We sail to Pulau Besar, characterized by quiet, clean beaches of powdery white sand and crystal-clear azure waters. To protect around 60 species of unspoiled marine life, the Government has designated it as a marine park. Rich hues of wild vegetations are dappled through with lush greens of the coconut palms and tropical jungle. There are 7 or 8 small villages still populated by around 100 friendly fishermen. A popular local myth concerns a fisher couple who transformed into mermaids after eating a kind of seaweed that is plentiful in these waters and it is claimed that mermaids floating in couples can sometimes be spotted eating this seaweed around the island. Pulau Besar got its former name, Pulau Babi Besar ("Big Boar Island") from the numerous wild boar that roamed before man's arrival.
The yacht sails for Pemanggil an island which has a small Malay kampong (settlement) and teems with marine life on untouched coral reefs, edged by endless stretches of pristine white sand. The island lies in a deep sea fisherman's paradise with abundant Tenggiri (a species of mackerel) and Black Marlin as the prized quarry. We head for the isolated bay of Teluk Lancang on Pemanggil's north coast. The island is undiscovered by tourists and lush tropical vegetation interspersed with coconut palms abounds. A walk in the jungle takes us to the huge boulder known as Batu Buau, home of Nenek Buau, sacred Guardian of the island and clearly visible on a clear day from Tioman Island 25 miles away.

• • •

In the island passage, what was Pulau Besar's former name?

§ Data records
• • •

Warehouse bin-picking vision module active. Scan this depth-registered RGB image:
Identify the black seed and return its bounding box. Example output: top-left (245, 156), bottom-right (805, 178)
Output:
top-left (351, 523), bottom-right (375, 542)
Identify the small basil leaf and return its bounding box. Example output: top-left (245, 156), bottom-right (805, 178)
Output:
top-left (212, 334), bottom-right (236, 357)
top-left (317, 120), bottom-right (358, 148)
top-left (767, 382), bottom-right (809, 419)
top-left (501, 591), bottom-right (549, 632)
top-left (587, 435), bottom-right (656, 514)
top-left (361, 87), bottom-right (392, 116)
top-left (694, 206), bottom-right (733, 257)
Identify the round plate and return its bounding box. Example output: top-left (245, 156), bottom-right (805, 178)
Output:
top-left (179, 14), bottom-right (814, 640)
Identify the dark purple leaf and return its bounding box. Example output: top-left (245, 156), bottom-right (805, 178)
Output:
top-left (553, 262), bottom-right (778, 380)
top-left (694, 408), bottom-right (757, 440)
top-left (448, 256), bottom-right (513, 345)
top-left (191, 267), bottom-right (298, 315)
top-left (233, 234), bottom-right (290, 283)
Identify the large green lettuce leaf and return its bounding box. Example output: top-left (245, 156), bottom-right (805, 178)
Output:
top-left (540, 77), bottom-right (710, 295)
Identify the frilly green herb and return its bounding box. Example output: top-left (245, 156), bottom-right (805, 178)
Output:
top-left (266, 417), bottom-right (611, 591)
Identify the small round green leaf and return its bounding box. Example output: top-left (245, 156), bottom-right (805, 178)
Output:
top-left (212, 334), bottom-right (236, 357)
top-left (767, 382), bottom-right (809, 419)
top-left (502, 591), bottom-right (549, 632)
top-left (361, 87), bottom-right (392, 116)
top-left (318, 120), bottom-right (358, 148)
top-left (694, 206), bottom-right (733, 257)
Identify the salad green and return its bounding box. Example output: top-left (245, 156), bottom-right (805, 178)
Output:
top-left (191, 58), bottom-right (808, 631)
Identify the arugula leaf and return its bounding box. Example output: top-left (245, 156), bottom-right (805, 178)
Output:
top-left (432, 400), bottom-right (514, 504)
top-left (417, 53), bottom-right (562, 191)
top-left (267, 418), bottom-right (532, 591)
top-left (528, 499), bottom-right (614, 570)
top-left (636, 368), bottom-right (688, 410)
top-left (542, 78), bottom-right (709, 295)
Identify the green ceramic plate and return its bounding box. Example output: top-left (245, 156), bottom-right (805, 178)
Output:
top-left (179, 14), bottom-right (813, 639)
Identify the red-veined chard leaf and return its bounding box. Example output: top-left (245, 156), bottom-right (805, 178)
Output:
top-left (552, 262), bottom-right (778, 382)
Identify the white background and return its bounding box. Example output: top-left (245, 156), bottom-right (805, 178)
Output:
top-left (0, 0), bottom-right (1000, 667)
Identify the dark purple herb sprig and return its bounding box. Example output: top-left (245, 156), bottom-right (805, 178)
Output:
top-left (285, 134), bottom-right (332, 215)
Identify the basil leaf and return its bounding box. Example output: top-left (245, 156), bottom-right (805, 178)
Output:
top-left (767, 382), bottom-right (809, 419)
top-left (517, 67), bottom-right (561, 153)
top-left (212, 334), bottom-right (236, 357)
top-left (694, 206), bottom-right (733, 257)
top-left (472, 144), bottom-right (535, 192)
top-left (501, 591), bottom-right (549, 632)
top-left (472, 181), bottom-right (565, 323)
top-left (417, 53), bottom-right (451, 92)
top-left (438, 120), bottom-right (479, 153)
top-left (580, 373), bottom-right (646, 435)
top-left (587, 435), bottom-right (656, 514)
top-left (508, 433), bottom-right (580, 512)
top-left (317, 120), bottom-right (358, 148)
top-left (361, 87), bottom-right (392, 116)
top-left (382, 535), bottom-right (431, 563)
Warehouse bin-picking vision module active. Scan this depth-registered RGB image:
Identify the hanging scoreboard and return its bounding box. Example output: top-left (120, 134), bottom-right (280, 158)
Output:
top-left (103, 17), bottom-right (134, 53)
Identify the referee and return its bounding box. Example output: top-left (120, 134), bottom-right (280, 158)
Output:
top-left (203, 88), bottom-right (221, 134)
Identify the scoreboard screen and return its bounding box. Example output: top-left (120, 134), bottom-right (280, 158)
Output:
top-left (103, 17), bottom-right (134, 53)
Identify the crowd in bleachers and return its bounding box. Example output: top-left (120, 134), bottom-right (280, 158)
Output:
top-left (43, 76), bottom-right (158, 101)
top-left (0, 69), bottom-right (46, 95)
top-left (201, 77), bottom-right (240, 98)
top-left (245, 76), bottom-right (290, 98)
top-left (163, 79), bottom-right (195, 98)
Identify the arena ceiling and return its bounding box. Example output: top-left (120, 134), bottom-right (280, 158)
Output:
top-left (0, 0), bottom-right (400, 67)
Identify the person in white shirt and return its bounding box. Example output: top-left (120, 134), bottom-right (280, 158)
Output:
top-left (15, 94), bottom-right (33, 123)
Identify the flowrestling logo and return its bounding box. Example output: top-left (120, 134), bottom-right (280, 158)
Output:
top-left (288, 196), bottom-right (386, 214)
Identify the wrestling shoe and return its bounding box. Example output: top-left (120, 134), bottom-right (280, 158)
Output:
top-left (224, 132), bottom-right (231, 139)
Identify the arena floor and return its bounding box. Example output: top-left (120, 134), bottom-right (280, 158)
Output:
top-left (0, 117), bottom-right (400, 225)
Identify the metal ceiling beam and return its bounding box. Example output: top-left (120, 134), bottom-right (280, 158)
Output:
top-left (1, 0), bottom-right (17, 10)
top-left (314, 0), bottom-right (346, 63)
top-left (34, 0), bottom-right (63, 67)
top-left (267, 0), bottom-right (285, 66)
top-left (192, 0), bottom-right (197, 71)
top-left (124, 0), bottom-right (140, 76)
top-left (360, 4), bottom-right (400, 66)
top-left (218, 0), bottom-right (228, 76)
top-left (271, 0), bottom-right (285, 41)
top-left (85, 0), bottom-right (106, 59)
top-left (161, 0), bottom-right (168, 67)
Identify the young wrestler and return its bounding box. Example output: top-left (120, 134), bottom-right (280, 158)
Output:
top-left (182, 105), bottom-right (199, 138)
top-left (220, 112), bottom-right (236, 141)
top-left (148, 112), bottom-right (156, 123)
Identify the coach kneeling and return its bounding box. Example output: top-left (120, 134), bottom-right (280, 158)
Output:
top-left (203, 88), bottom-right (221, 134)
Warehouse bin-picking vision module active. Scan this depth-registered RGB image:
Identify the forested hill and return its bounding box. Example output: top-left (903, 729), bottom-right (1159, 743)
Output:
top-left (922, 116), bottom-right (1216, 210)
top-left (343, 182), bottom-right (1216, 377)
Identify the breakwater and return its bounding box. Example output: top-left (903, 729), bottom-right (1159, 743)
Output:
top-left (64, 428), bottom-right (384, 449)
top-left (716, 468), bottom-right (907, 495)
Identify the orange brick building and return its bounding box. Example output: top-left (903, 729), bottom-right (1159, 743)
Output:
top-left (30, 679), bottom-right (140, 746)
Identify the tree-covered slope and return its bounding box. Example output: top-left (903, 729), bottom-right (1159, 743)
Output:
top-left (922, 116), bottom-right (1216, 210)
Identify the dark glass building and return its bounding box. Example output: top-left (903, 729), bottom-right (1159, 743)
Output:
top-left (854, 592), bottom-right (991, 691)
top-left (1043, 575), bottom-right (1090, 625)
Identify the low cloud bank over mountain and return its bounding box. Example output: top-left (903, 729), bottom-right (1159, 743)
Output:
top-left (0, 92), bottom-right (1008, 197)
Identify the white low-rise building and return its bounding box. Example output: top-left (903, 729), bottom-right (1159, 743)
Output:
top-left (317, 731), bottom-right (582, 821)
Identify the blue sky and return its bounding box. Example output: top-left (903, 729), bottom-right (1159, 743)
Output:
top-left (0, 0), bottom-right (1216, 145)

• • •

§ Written reply
Pulau Babi Besar ("Big Boar Island").